§ TASK TO CARRY OUT: All lines below must be repeated exactly, with the pictures omitted.

Stored entries:
○ ○ ○ ○ ○
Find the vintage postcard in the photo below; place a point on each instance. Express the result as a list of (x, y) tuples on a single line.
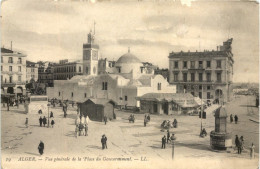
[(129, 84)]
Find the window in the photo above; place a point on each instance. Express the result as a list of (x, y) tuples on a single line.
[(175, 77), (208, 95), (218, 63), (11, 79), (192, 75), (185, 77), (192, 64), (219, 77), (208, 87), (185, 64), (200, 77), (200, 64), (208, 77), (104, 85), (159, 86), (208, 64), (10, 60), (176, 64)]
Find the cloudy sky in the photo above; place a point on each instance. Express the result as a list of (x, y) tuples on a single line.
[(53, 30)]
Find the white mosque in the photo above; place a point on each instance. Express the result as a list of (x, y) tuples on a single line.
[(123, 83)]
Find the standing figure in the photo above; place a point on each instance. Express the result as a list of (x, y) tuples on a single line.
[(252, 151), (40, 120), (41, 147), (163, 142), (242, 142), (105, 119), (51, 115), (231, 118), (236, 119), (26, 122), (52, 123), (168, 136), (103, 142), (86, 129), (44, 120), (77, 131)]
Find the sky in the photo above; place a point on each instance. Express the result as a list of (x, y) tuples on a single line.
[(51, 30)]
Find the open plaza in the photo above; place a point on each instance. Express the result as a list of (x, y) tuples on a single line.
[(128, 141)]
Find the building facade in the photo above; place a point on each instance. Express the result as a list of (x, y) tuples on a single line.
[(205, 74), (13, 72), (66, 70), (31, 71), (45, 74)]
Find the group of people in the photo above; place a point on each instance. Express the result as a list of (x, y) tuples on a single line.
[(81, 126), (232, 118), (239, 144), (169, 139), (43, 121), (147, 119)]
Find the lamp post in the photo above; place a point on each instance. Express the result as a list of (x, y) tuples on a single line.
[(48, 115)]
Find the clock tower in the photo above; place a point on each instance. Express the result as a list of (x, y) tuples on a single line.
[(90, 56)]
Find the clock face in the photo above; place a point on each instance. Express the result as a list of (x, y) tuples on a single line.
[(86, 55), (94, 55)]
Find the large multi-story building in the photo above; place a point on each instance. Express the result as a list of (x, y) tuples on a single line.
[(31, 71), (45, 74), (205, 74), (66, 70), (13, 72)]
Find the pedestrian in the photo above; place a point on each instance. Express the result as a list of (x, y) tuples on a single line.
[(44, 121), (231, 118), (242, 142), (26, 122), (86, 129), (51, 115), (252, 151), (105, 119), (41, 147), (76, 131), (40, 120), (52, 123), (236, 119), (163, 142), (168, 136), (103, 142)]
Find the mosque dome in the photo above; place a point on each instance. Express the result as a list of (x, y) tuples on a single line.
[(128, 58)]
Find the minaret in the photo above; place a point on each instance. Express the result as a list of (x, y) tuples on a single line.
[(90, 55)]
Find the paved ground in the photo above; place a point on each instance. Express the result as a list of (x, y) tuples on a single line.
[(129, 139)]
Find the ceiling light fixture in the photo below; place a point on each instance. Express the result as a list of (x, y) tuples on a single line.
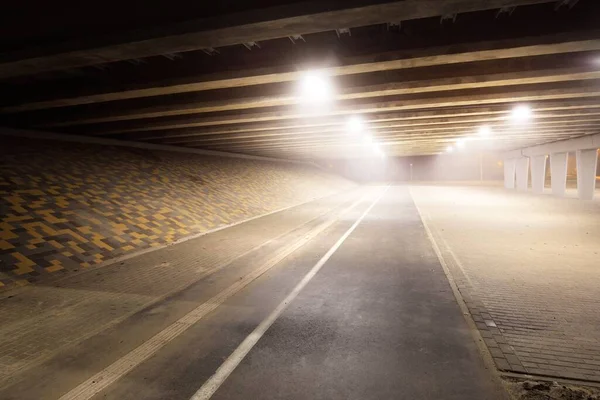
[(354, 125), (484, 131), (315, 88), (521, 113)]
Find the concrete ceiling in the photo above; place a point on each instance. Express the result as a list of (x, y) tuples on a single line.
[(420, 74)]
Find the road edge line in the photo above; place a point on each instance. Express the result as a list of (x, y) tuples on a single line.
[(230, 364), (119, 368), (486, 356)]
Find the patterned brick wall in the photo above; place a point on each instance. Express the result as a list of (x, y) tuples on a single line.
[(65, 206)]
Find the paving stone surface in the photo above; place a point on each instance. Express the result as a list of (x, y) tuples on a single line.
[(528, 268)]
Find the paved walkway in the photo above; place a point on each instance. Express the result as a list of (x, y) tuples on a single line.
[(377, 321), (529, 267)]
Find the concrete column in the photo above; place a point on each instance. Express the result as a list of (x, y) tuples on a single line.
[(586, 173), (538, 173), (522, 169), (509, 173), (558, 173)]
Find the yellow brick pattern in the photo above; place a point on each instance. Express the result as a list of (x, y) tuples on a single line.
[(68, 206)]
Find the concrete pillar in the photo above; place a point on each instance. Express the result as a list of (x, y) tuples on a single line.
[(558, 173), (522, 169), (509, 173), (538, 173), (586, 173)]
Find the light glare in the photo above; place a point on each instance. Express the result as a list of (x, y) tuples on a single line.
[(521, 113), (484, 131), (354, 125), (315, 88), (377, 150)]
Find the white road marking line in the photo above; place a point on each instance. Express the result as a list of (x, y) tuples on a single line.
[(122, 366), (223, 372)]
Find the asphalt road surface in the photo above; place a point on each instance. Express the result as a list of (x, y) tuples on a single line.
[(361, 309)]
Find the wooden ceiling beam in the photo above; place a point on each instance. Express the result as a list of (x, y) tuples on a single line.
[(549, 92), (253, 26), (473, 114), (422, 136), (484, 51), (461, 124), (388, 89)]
○ ○ ○ ○ ○
§ RESPONSE FOR THIS EXERCISE:
Find the vintage postcard in the photo below; place a point on each instance. Express the result as a list of (x, y) tuples on a single line.
[(129, 84)]
Find the window in the photo above; place a point on each instance. Express the result as a list of (x, y) tuples on a single line.
[(175, 77), (208, 95), (218, 63), (11, 79), (192, 75), (185, 77), (192, 64), (219, 77), (208, 87), (185, 64), (200, 77), (200, 64), (208, 77), (104, 85), (159, 86), (208, 64), (10, 60), (176, 64)]
Find the cloudy sky in the photo above; place a point on each instance. Express the result as a list of (x, y) tuples on a single line.
[(53, 30)]
Find the white mosque in the photo above; place a point on each instance. Express the result as a list of (x, y) tuples on a single line.
[(123, 83)]
Find the standing figure in the photo above; place a point on each instance. Express the result as a list of (x, y) tuples on a single line.
[(252, 151), (40, 120), (41, 147), (163, 142), (242, 142), (105, 119), (51, 115), (231, 118), (236, 119), (26, 122), (52, 123), (168, 136), (103, 142), (86, 129), (44, 120), (77, 131)]
Find the sky in the photo above; place a point on each instance. Express the result as a list of (x, y) tuples on a single line.
[(51, 30)]
Find the open plaza in the photo above; place a point on each instance. Express the result as a list of (x, y) tuples on a single line.
[(128, 141)]
Find the building facade in the photo above; place a point on each instance. Express the result as a list of (x, y) tuples on a single line.
[(205, 74), (13, 72), (66, 70), (31, 71), (45, 74)]
Find the group of people in the photo above; place a point on each instance. Express the result as a list of (x, y) tuples on a single line.
[(81, 126), (232, 118), (239, 144), (169, 139), (43, 121), (147, 119)]
Find the lamp post in the photo above; place a point on each instance. Express the result as a list of (x, y) tuples on a single line.
[(48, 115)]
Find the clock tower in the photo above; place a point on each instance. Express the result as a list of (x, y) tuples on a single line.
[(90, 56)]
Find the clock face in the photo above; place a point on each instance. Express the result as a list of (x, y) tuples on a single line.
[(86, 55), (94, 55)]
Find the large multi-story building in the photo above; place a point on each instance. Express the result as a list of (x, y) tuples on a single line.
[(31, 71), (45, 74), (205, 74), (66, 70), (13, 72)]
Find the pedestrian in the photo above; place a point on each instance. Express the result as a list of (x, y) tuples on a single line.
[(44, 121), (231, 118), (242, 142), (26, 122), (86, 129), (51, 115), (252, 151), (105, 119), (41, 147), (76, 131), (40, 120), (52, 123), (236, 119), (163, 142), (168, 136), (103, 142)]
Find the mosque dome in the photo above; place a point on each instance. Express the result as a list of (x, y) tuples on a single line.
[(128, 58)]
Find the minaret in the photo above; place a point on each instance. Express the result as a list of (x, y) tuples on a single line.
[(90, 55)]
Find the paved ground in the photo above; place a point on each instance. Express the result as a list of (x, y) tuples on a single line.
[(129, 139)]
Find the ceiling light fixture in the photo below; place a point on each instance. Express the result as a list of (x, y) tuples on a single line.
[(354, 125), (484, 131), (315, 88), (521, 113)]
Find the concrete ceiling in the photo above; place a point on each instance. Express the result as a list of (x, y) tuples on a single line.
[(420, 74)]
Find the road edge line in the photo above; place a point on each instance. Express the result as a list of (x, y) tuples on a single line.
[(230, 364), (119, 368), (486, 356)]
Find the patterned brick wall in the photo above; place a point on each instance. Express the result as a list of (x, y) tuples on a single line.
[(65, 206)]
Find the paving stone surface in the photo above; place a point on each instance. Express the result as a list of (x, y) tuples on a single line.
[(528, 268)]
Find the paved walkway in the photo above; place a point on each instance. Express the result as a list of (x, y) tuples on a single line.
[(377, 321), (529, 267)]
Find the concrete column in the photo above; place a point on each instance. Express the result as a list of (x, y) tuples on a single line.
[(586, 173), (538, 173), (522, 169), (509, 173), (558, 173)]
Find the yellow brick pattern in the photo above; place a point on each instance. Express the result as a list of (x, y) tuples on a single line.
[(68, 206)]
Find the concrete pillar in the photo above; place a point on each instance. Express the result as a list of (x, y) tuples on a single line.
[(558, 173), (522, 169), (509, 173), (538, 173), (586, 173)]
Find the light glare in the photo above; place a point on each instance. Express the result as a list of (x, y) tuples on a single line.
[(521, 113), (484, 131), (354, 125), (315, 88), (377, 150)]
Find the white road marking line in the photo above; place a point on each instance. Express the result as a list of (x, y) tuples on a single line.
[(122, 366), (223, 372)]
Find the asphalt road surface in the photo above; place a point on each instance. Express the result as a list of (x, y) tuples on a single line.
[(361, 309)]
Find the wooden ceiling beam in the photo above; place a point on each instance. Express the result as a list of (x, y) tuples on a single line.
[(549, 92), (253, 26), (473, 114), (422, 136), (484, 51), (461, 124), (388, 89)]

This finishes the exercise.